- What is needed:
Print every entry below word for word, keeping each line as it is.
+ + + + + + +
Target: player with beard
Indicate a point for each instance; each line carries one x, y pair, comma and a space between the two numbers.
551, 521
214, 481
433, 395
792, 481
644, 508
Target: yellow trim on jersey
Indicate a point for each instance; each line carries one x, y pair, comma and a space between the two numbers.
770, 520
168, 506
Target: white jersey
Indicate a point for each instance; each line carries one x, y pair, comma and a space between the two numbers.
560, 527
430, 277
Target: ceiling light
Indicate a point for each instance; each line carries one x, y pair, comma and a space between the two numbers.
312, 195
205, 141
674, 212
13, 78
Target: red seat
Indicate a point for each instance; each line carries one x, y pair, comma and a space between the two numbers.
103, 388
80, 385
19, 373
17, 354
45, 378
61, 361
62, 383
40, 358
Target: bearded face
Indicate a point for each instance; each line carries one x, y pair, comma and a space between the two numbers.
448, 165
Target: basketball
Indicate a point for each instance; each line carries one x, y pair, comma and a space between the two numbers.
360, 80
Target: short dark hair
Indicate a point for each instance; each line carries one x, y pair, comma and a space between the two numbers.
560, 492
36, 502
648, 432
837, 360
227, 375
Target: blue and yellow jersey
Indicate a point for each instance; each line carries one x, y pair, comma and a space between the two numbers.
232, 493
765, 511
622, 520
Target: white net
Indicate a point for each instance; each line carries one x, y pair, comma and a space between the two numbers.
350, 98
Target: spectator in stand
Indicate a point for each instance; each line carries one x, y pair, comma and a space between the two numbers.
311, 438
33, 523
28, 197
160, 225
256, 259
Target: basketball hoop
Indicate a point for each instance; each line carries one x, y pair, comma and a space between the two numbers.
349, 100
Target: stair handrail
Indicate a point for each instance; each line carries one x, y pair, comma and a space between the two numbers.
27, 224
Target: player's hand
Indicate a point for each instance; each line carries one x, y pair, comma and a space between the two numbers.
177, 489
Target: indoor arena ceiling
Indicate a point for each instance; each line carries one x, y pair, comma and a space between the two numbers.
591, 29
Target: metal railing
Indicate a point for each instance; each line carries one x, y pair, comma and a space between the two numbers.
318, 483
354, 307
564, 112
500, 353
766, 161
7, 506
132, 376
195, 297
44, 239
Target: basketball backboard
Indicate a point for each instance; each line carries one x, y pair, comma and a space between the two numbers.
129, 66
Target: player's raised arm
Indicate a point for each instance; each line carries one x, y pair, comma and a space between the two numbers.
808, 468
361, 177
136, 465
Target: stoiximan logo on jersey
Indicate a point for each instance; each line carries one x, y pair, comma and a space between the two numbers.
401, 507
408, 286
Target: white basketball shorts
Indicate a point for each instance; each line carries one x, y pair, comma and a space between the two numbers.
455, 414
+ + + + + + +
- Solution:
Target: player with beard
Indicate a point for each instance; each line carries one x, y pair, comma and a space between the two numbers.
551, 521
214, 481
433, 395
792, 481
644, 508
Target: yellow trim on jersey
Indicate a point for each instance; each line carries one x, y pair, comma and a space between the two numbers.
770, 520
168, 506
Target: white jersey
Indicate a point for each instance; each line carries one x, y pair, comma and a space between the two numbers.
560, 527
430, 277
Target: ceiling light
Indicate a point for each instance; each line carries one x, y pair, comma and a space between the two numbers.
312, 195
205, 141
674, 212
13, 78
Target: red seat
Indicate a point for each instance; each line carries one x, y pair, comma and a space between the two numbers.
103, 388
80, 385
19, 373
17, 354
45, 378
61, 361
62, 383
40, 358
Target: bearded face
Indicate a point for each instance; each line carries one x, y pair, comma and a space between the two numbers.
448, 165
Target: basketball
Indicate a point for each instance; each line carries one x, y pair, comma and a space between the two numbers.
360, 80
Target: short dark hair
Indicate a point for each instance; each line carries one x, y pair, comma and a space between the two numbers.
560, 492
36, 502
648, 432
837, 360
227, 375
Target: blue and yellow jersey
Indicate a point for each instance; each line carries one x, y pair, comma and a space between the two numbers.
232, 493
765, 511
622, 520
Target: white net
Indicate a point for each instance; each line carries one x, y pair, comma and a space between the two numbers.
350, 98
Target: spectator in stand
Indicate a point for each instance; each line carries one x, y pair, comma and a space between the two numbers.
311, 438
33, 523
28, 197
160, 225
256, 259
Target: basketball hoop
Indicate a point for each instance; each line carries one x, y pair, comma and a space between the two numbers.
349, 100
Target: stair handrail
Indicate a point for each instance; each line carries one x, y pair, comma and a space between the two numbers.
27, 224
Target: player's hand
Indicate a point for each instance; each line carries one x, y pair, comma and a space between the two numbers.
177, 489
Target: indoor arena ceiling
Indicate a point for each instance; each line carries one x, y pair, comma and a space between the two numbers.
591, 29
Target: metal railing
Indicate a point for each instance; each line carries one x, y pair, comma and a space between the two numbers.
318, 483
354, 307
564, 112
500, 353
766, 161
7, 506
132, 376
195, 297
44, 239
Target: basketball backboard
Indicate a point for each instance; each line carries one x, y pair, comma and a space between the two numbers.
129, 66
Target: player's raised arm
Indicate a point for each instance; each line carries one x, y pair, comma and a space between the two numbers.
808, 468
361, 177
136, 465
Target: stoiximan logo on jersey
Indicate a point for each instance; each line carries one x, y pair, comma and a space between the two numbers.
401, 507
408, 286
Target: white basketball shorts
Indicate a point for each instance; each line carries one x, y pair, comma and a space between the two numbers.
455, 414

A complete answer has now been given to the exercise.